#### Provided passage:
....................
Jamaica Observer
- Type: Daily newspaper
- Owner(s): ATL Group, Adam Stewart
- Founder: Butch Stewart
- Founded: January 1993
- Website: jamaicaobserver.com

= Jamaica Observer =

Daily newspaper in Jamaica

The Jamaica Observer is a daily newspaper published in Kingston, Jamaica. It was established by hotelier and businessman Butch Stewart alongside Delroy Lindsay and Trinidadian politician Ken Gordon in January 1993 as a competitor to Jamaica's oldest daily paper, The Gleaner. The first full-colour newspaper in the Caribbean, its founding editor is Desmond Allen, who is its executive editor – operations. At the time, it became Jamaica's fourth national newspaper.
....................
#### Excerpted data:
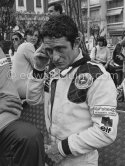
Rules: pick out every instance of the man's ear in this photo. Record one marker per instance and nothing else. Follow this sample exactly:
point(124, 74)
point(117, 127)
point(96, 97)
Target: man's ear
point(77, 42)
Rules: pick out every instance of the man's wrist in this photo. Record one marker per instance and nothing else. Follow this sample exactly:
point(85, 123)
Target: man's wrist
point(38, 74)
point(64, 148)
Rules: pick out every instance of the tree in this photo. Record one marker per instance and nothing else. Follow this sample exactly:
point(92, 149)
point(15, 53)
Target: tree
point(7, 20)
point(73, 9)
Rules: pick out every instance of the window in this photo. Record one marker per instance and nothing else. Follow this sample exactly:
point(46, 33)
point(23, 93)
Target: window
point(38, 3)
point(115, 18)
point(114, 4)
point(20, 3)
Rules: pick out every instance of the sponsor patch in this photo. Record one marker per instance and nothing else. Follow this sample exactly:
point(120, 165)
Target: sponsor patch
point(3, 61)
point(106, 124)
point(104, 111)
point(83, 81)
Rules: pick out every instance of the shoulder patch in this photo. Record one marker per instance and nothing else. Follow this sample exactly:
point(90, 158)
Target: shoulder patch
....................
#### Questions to answer:
a) From the Jamaica Observer text, write out the part between "The Jamaica Observer" and "fourth national newspaper.", inclusive.
b) Carry on the Jamaica Observer text from its final sentence.

#### Your responses:
a)
The Jamaica Observer is a daily newspaper published in Kingston, Jamaica. It was established by hotelier and businessman Butch Stewart alongside Delroy Lindsay and Trinidadian politician Ken Gordon in January 1993 as a competitor to Jamaica's oldest daily paper, The Gleaner. The first full-colour newspaper in the Caribbean, its founding editor is Desmond Allen, who is its executive editor – operations. At the time, it became Jamaica's fourth national newspaper.

b)
==History==
The Jamaica Observer began as a weekly newspaper on March 7, 1993, before transitioning to twice-weekly in June 1993 and to daily publication on December 11, 1994. It is the first full-colour newspaper in the Caribbean. The paper moved to larger facilities on Beechwood Avenue in Kingston as part of its tenth anniversary celebrations in 2004.

Desmond Allen who came from the Jamaica Daily News, described Stewart's vision: "For Butch, Jamaica was too sophisticated and dynamic to be a "one-newspaper society." He regarded the Observer as a gift to Jamaica, charging the staff to produce a different type of journalism that was focussed on mirroring the best of Jamaicans to themselves and to celebrate the daily heroism of the ordinary people." In 1995, the paper published a series of nine anonymous letters to the editor criticising the Jamaican government for awarding Stewart the Order of Jamaica.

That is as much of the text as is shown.